Collected data entries ▸
__________
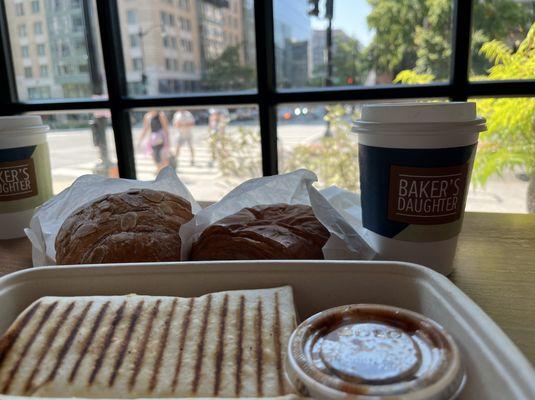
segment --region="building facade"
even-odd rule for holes
[[[195,91],[201,78],[198,19],[193,0],[120,0],[129,92]]]
[[[6,1],[5,5],[19,97],[54,96],[60,88],[54,82],[45,1]]]
[[[305,0],[274,3],[275,68],[282,87],[305,86],[310,75],[311,23]]]
[[[94,0],[5,2],[19,97],[103,94]],[[117,0],[131,95],[207,90],[206,62],[229,46],[255,63],[253,0]],[[91,57],[88,57],[88,55]],[[209,88],[208,88],[209,90]]]

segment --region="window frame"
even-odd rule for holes
[[[131,96],[127,90],[117,1],[96,0],[108,98],[21,101],[18,98],[15,84],[5,0],[0,0],[0,80],[7,82],[0,87],[0,115],[109,109],[119,174],[123,178],[135,179],[132,126],[129,116],[132,109],[253,105],[258,107],[262,171],[264,176],[274,175],[278,173],[277,106],[281,104],[437,97],[448,98],[452,101],[466,101],[470,97],[535,96],[535,80],[469,81],[474,1],[453,0],[452,67],[450,80],[445,83],[279,89],[275,76],[273,0],[255,0],[256,90],[170,96]]]

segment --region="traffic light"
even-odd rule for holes
[[[317,17],[320,15],[320,0],[308,0],[309,10],[308,15]]]
[[[334,0],[326,0],[325,3],[325,18],[332,19],[334,12]]]

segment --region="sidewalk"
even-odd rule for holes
__________
Task instructions ▸ Could each line of the data be written out exactly, with no pictures included?

Response area ▸
segment --region="building facade"
even-odd rule for holes
[[[195,91],[201,78],[198,19],[193,0],[120,0],[129,92]]]
[[[6,1],[5,5],[19,97],[54,96],[60,88],[54,82],[45,1]]]
[[[305,0],[274,3],[275,68],[282,87],[305,86],[310,75],[311,23]]]
[[[94,0],[5,2],[19,97],[103,94]],[[117,0],[131,95],[207,90],[206,62],[229,46],[255,63],[253,0]],[[91,57],[88,57],[88,55]],[[209,88],[208,88],[209,90]]]

segment --region="window frame"
even-odd rule for holes
[[[131,96],[127,90],[117,1],[96,0],[108,98],[21,101],[18,98],[15,84],[5,0],[0,0],[0,80],[7,82],[0,87],[0,115],[109,109],[119,174],[123,178],[135,179],[132,126],[129,116],[132,109],[253,105],[258,107],[262,171],[264,176],[274,175],[278,173],[277,106],[281,104],[437,97],[448,98],[452,101],[466,101],[470,97],[535,96],[535,80],[469,81],[474,1],[453,0],[452,67],[450,80],[445,83],[279,89],[275,76],[273,0],[255,0],[256,90],[170,96]]]

segment --region="traffic light"
even-odd rule for holes
[[[317,17],[320,15],[320,0],[308,0],[309,10],[308,15]]]
[[[334,0],[326,0],[325,3],[325,18],[332,19],[334,12]]]

segment --region="sidewalk"
even-odd rule for holes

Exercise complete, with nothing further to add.